In the Sir Ranulph profile below, switch "void" to "vacuum" and write out the passage starting at "Sir Ranulph, certainly, is" and ending at "all counts, no.".

[Start Selection]

Money is the only thing that seems to engage him, although he seems reluctant ever to spend it. Are you ever extravagant, Ranulph? "Never. Nor is my wife. We don't buy new clothes. We drive a 10-year-old car which, when I crash it or scratch it or whatever, I don't repair, because it might get crashed again in the same place, and so it would be a real waste of cash."

Sir Ranulph, certainly, is not of the school that feels outer journeys somehow represent inner journeys. Indeed, he deflects any attempts to probe for deep motivation, and even takes pride in the fact that when he took part in the radio programme In the Psychiatrist's Chair, Anthony Clare described his efforts to uncover his inner being as "being like stirring a void with a teaspoon". I would say, however, that it's not so much a void in there; more something that he fears to look at too closely, because whatever is revealed might not be especially pleasant. So not a brave man on all counts, no.

Sir Ranulph Twisleton-Wykeham-Fiennes is descended from the Emperor Charlemagne. By the time Ranulph was born, in 1943, there was a title but no money. His father, a colonel of the Royal Scots Greys, was wounded four times in North Africa and was awarded the DSO before dying in a battle near Montecassino, four months before Ranulph's birth. Ranulph already had three older sisters, "so the fact I was a boy must have been some consolation for my mother, yes". His unknown father was always his hero. "From childhood, I wanted to be as he was." Perhaps he also wanted to do as he did, and become his substitute. Perhaps this is why he became an explorer. The dangers, the fact you could drop down an ice crevice at any time, is as close as you're going to get to living with death in peacetime. Sir Ranulph won't accept this either, of course.

He was brought up in South Africa, where he was surrounded by women: his grandmother, mother, three sisters, the maid and the cook. Certainly, it sounds as if he felt compelled to assert his masculinity. "My mother had to use a cane because I was very bad." Bad in what way? "I remember, once, coming into the kitchen and seeing this gorgeous chocolate cake. I said to Mary, our black cook: "Can I have the chocolate cake?" She said: "I've been told you can't have the chocolate cake." I knew where my mother kept her Browning pistol. So I went upstairs, got it, came back down with it, cocked it at Mary and said: "Mary, the chocolate cake." He got a terrible caning for that, but got his own back by scratching his mother's stockings, "which, it being just after the war, were hard things to come by". Something not very pleasant in there.

[End Selection]
[Start Recorded information]

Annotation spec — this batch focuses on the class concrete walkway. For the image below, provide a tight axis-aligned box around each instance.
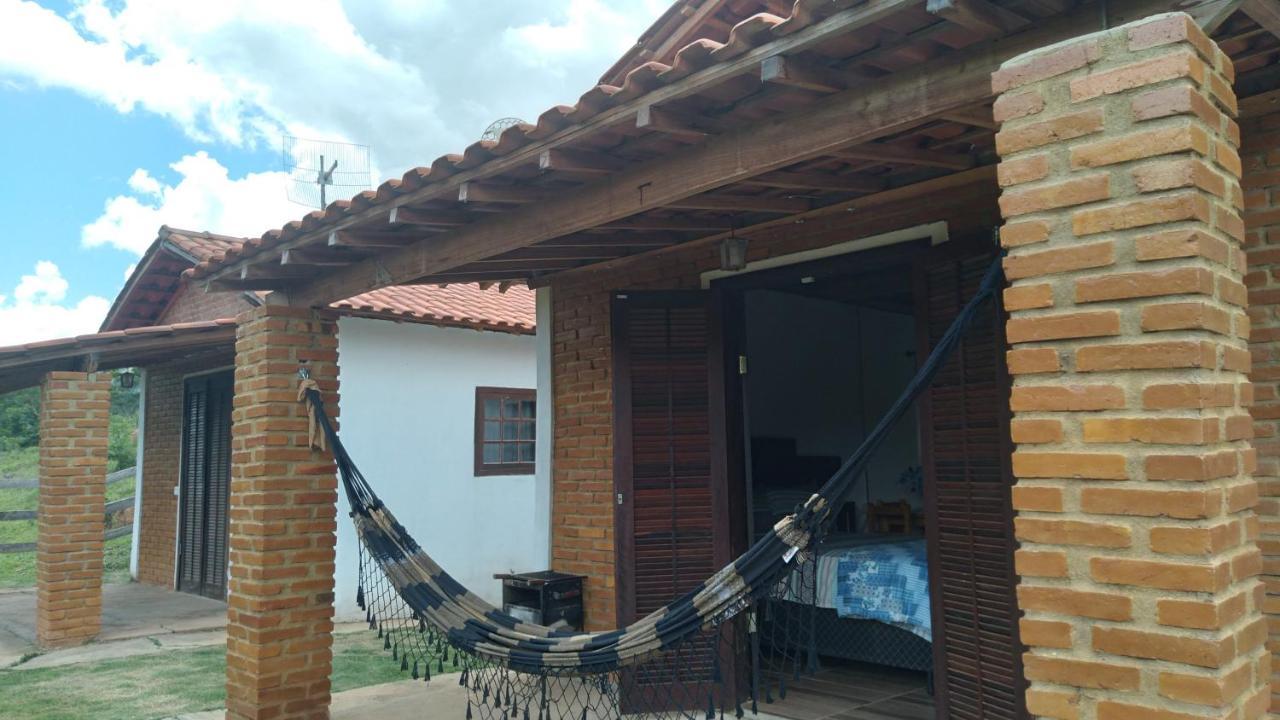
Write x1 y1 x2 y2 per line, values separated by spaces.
165 673 467 720
0 583 227 667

[End Recorded information]

▶ Written response:
Sir Ranulph, certainly, is not of the school that feels outer journeys somehow represent inner journeys. Indeed, he deflects any attempts to probe for deep motivation, and even takes pride in the fact that when he took part in the radio programme In the Psychiatrist's Chair, Anthony Clare described his efforts to uncover his inner being as "being like stirring a vacuum with a teaspoon". I would say, however, that it's not so much a vacuum in there; more something that he fears to look at too closely, because whatever is revealed might not be especially pleasant. So not a brave man on all counts, no.